──────── RECORDS SHOWN ────────

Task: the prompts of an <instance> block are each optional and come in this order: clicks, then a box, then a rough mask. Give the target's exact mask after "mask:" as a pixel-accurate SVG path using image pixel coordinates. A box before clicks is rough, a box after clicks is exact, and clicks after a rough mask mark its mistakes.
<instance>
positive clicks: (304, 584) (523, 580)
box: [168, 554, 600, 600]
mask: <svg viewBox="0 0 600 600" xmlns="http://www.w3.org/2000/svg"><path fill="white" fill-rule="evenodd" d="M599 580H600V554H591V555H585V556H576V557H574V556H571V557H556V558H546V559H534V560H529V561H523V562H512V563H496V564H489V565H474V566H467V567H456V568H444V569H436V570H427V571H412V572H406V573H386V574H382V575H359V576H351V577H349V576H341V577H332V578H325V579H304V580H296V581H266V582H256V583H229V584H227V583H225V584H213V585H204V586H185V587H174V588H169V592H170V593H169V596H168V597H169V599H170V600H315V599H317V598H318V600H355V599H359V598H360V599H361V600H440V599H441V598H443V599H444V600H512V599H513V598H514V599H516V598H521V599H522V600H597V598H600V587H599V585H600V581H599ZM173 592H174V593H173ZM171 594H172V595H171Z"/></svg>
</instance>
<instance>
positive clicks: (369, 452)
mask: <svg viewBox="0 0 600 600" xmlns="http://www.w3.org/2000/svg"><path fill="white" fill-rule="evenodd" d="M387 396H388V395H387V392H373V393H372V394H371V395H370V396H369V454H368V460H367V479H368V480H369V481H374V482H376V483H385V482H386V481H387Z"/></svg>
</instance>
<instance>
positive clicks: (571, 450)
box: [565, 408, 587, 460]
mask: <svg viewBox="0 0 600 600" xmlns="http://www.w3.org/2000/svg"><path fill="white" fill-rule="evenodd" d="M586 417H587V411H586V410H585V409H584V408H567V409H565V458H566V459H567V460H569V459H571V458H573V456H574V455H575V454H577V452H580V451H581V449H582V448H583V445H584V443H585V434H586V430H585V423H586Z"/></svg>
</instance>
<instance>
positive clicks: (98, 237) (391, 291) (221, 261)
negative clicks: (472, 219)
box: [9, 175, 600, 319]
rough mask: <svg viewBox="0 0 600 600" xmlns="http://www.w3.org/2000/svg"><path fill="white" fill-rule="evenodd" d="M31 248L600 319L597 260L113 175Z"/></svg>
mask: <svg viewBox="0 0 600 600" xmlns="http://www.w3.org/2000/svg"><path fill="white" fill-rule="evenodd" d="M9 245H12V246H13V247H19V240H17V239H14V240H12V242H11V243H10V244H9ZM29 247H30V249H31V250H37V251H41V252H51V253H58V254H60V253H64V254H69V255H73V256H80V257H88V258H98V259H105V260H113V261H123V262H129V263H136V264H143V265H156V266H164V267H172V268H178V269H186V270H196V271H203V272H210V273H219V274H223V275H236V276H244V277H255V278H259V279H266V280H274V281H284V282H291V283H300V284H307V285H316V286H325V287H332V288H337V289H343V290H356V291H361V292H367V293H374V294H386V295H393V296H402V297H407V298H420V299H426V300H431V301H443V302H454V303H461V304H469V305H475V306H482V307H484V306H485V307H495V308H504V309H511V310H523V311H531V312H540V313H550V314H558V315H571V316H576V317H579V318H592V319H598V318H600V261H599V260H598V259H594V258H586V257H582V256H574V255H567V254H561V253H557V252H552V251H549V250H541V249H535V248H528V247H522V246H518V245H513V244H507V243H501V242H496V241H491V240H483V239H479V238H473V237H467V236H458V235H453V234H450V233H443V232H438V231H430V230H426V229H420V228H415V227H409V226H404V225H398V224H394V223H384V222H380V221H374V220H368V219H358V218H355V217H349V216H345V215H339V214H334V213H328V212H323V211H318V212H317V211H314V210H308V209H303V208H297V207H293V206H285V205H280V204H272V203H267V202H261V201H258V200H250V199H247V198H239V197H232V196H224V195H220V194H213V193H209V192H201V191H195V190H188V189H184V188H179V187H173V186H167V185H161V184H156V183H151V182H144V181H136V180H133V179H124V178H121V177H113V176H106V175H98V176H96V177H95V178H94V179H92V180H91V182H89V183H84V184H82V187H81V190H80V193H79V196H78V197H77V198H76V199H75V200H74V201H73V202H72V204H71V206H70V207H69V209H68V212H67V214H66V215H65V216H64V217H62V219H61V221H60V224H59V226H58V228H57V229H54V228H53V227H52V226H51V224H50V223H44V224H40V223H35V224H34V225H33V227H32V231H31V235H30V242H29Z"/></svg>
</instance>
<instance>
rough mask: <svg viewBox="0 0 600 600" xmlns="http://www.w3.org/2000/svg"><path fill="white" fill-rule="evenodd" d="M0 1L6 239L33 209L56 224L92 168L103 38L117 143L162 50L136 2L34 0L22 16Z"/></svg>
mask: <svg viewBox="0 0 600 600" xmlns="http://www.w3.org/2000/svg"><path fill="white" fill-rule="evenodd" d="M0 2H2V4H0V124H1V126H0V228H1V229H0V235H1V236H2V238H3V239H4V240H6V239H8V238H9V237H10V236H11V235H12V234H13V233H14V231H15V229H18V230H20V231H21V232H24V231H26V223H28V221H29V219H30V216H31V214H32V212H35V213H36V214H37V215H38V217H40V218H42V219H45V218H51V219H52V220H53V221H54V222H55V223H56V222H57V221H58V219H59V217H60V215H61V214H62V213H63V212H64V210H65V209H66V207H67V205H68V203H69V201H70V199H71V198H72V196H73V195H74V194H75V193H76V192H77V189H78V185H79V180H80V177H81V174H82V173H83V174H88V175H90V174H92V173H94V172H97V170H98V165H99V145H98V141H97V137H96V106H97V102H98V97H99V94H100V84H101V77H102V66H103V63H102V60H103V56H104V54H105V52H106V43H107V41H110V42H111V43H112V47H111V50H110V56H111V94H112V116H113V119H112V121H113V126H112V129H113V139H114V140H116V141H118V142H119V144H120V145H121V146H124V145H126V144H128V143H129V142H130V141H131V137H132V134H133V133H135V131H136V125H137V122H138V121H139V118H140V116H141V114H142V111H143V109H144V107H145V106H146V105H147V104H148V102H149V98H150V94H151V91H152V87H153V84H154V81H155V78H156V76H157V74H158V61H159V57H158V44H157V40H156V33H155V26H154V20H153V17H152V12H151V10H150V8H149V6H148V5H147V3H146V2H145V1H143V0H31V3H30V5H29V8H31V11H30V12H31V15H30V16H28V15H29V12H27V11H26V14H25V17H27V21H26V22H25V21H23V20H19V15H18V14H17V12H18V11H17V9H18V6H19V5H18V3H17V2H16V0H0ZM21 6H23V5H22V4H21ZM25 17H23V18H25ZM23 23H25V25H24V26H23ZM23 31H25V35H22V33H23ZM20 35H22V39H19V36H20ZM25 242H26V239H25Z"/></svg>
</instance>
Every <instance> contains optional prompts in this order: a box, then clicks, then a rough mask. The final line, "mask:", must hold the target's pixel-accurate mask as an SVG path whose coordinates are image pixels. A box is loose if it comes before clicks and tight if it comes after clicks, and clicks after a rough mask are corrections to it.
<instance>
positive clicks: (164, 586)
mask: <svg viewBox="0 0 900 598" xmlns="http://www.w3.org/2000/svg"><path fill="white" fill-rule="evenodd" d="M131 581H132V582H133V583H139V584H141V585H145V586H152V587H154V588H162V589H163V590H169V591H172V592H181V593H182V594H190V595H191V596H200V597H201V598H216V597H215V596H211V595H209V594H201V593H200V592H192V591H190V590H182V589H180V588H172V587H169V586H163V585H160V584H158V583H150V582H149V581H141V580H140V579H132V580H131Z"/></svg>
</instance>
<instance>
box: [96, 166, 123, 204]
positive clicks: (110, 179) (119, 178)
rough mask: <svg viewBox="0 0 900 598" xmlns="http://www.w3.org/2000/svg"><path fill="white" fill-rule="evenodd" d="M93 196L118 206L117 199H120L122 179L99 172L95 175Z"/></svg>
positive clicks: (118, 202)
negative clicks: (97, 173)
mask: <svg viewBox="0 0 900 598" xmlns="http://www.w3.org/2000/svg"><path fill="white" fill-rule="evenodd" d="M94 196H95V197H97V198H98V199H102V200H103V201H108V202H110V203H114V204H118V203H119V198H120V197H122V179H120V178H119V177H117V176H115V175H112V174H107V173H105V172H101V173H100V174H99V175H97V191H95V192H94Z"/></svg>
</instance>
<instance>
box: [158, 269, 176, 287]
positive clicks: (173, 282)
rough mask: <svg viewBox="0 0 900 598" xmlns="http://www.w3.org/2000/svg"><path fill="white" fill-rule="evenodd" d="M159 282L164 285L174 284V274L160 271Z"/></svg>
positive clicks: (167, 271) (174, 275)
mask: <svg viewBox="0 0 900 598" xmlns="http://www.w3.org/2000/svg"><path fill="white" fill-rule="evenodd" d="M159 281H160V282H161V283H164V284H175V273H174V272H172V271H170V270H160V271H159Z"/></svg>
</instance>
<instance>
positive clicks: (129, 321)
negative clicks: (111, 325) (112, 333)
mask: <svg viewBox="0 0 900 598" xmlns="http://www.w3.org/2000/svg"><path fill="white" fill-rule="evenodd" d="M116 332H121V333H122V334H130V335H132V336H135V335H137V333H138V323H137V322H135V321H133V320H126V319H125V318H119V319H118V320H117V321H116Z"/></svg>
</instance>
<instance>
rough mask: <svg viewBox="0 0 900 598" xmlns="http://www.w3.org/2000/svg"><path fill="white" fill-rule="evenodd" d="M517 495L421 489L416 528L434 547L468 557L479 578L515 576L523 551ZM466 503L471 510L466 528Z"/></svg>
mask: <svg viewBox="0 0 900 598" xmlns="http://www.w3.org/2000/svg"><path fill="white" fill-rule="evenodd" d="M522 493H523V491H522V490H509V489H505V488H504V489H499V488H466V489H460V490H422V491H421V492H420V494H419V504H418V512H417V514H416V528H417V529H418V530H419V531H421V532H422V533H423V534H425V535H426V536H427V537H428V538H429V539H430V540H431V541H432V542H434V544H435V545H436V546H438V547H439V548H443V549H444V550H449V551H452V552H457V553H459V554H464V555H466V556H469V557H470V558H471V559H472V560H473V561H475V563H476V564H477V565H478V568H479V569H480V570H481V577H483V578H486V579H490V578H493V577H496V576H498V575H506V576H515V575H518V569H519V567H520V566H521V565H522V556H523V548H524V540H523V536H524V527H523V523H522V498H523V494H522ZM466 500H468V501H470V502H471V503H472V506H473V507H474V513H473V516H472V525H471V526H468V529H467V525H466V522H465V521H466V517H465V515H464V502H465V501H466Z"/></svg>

────────
──────── RECORDS SHOWN ────────

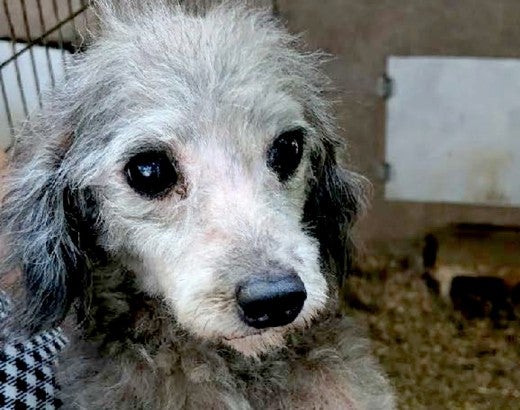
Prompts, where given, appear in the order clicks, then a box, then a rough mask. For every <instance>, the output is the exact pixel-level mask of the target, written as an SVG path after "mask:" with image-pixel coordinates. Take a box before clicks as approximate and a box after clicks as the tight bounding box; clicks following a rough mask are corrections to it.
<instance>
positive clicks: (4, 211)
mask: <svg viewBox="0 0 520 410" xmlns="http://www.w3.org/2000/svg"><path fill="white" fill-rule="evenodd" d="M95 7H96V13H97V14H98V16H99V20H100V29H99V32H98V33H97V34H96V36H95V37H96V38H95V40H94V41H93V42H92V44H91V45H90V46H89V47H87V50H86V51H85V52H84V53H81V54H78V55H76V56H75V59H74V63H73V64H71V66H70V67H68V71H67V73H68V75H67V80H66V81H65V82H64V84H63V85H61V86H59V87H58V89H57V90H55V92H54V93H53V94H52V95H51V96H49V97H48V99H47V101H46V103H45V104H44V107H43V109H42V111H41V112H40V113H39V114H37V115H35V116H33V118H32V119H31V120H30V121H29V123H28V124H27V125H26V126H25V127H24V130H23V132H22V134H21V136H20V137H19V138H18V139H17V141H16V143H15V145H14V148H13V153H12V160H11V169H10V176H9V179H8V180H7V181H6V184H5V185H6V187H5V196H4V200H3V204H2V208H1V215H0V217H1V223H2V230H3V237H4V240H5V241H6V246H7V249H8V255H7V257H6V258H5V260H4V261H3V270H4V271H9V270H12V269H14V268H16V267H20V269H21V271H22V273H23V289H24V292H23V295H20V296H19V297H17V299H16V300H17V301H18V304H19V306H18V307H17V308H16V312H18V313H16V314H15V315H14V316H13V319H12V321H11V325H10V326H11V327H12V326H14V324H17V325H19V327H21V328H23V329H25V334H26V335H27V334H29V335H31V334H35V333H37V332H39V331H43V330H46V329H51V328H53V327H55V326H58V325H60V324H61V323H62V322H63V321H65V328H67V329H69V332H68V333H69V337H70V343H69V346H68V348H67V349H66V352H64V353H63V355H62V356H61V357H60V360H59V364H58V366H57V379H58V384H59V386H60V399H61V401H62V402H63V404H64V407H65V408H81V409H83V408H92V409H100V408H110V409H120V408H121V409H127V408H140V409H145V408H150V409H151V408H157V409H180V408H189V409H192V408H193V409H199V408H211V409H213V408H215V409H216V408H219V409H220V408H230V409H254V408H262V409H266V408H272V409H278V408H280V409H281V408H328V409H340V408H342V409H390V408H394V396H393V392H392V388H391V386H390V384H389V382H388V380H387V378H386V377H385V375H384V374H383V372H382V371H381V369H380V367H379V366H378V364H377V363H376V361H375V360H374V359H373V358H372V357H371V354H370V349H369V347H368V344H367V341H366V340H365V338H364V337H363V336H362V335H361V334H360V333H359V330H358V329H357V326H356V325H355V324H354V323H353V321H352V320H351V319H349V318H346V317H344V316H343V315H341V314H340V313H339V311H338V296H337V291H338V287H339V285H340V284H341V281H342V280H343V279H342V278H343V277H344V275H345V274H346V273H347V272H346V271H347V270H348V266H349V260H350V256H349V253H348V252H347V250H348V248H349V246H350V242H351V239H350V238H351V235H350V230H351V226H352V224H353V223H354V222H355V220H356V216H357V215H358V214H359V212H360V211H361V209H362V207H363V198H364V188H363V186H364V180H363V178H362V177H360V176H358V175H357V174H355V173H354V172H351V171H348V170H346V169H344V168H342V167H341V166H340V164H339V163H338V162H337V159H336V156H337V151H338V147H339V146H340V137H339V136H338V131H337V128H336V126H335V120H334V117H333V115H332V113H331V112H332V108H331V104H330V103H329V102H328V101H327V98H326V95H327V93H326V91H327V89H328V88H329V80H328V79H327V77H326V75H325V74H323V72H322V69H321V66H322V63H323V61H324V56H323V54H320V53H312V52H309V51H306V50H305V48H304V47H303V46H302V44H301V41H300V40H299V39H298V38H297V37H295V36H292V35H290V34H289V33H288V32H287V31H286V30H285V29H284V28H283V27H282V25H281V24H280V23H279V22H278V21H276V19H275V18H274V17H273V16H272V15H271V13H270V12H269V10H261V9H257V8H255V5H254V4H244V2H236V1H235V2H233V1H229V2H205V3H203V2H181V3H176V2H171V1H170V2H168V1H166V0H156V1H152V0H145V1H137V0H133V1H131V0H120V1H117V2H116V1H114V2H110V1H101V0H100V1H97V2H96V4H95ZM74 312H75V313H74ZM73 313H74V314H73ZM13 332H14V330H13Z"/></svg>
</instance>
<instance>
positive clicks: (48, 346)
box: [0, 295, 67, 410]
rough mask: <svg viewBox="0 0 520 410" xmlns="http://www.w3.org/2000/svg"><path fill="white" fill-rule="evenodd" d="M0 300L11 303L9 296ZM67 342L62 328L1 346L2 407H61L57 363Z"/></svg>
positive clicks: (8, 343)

────────
──────── RECORDS SHOWN ────────

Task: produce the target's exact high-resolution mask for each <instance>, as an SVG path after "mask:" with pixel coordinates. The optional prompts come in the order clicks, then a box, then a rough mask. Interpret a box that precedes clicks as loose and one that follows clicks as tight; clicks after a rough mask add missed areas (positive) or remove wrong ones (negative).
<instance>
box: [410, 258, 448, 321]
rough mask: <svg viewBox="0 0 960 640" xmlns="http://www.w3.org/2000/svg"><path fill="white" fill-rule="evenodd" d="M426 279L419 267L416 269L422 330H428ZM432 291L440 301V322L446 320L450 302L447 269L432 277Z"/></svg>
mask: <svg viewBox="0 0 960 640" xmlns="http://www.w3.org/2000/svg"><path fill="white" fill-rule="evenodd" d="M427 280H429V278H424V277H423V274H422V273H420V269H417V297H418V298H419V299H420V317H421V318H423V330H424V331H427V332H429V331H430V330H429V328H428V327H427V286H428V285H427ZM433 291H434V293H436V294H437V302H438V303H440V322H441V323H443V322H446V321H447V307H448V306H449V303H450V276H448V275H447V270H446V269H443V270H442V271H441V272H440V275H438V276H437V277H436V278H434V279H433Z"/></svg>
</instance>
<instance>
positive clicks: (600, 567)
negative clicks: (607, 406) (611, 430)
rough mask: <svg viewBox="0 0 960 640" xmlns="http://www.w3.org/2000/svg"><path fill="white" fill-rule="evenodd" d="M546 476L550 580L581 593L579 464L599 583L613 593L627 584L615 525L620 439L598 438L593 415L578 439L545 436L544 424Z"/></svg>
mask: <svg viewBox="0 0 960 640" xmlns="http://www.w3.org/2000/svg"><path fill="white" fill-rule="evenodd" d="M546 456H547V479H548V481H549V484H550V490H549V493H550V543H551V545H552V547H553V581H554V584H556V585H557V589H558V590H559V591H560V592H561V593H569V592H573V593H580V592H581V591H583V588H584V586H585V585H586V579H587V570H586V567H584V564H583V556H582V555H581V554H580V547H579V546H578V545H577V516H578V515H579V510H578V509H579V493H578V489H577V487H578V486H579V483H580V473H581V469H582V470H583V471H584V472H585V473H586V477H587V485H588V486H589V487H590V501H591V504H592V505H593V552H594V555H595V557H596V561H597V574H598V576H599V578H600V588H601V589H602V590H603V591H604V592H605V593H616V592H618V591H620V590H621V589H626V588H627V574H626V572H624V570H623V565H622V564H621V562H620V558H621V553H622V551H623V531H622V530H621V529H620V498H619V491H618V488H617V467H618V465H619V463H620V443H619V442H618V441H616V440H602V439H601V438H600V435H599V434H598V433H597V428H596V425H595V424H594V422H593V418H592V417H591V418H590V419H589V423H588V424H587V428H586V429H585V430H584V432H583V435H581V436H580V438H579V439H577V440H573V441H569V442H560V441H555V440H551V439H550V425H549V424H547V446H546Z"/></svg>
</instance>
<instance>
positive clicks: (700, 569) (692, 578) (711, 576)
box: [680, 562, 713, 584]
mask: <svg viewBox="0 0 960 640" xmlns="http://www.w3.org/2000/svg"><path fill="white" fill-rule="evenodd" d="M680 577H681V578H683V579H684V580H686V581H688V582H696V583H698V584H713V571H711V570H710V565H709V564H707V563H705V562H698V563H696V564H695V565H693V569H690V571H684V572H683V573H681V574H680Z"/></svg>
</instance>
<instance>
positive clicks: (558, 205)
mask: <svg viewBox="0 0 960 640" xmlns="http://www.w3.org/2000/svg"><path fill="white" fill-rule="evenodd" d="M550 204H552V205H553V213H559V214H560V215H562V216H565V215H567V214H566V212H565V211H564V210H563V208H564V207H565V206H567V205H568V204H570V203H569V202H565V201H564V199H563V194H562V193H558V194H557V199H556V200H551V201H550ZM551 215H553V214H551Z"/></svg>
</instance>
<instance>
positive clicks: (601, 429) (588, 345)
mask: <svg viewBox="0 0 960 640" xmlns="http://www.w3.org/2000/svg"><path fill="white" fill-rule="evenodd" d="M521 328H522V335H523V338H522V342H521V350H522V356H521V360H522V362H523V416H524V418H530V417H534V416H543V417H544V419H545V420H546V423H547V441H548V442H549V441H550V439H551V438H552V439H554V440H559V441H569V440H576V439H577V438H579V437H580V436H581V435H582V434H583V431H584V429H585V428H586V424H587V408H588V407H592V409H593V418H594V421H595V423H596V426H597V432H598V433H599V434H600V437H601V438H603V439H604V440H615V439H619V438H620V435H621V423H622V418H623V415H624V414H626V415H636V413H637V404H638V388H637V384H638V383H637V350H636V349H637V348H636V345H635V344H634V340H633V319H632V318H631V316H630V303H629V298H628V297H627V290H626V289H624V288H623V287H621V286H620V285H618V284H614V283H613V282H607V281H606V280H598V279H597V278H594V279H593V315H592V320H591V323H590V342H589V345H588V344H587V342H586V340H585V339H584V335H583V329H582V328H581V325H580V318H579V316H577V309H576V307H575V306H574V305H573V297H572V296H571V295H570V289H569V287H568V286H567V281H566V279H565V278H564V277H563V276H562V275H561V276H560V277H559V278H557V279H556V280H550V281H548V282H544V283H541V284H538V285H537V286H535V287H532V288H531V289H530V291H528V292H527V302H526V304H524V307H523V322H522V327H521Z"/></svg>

────────

DIRECTIONS FOR THIS TASK:
Within the material above, the line with "box: [565, 408, 587, 460]" opens the range and the line with "box: [9, 175, 600, 319]" closes it; reproduce that range word for word.

YOUR SOLUTION:
box: [565, 408, 587, 460]
mask: <svg viewBox="0 0 600 600" xmlns="http://www.w3.org/2000/svg"><path fill="white" fill-rule="evenodd" d="M586 417H587V411H586V410H585V409H584V408H567V409H565V458H566V459H567V460H569V459H571V458H573V456H574V455H575V454H577V452H580V451H581V449H582V448H583V445H584V443H585V434H586V430H585V423H586Z"/></svg>
</instance>
<instance>
positive clicks: (98, 237) (391, 291) (221, 261)
negative clicks: (472, 219)
box: [9, 175, 600, 319]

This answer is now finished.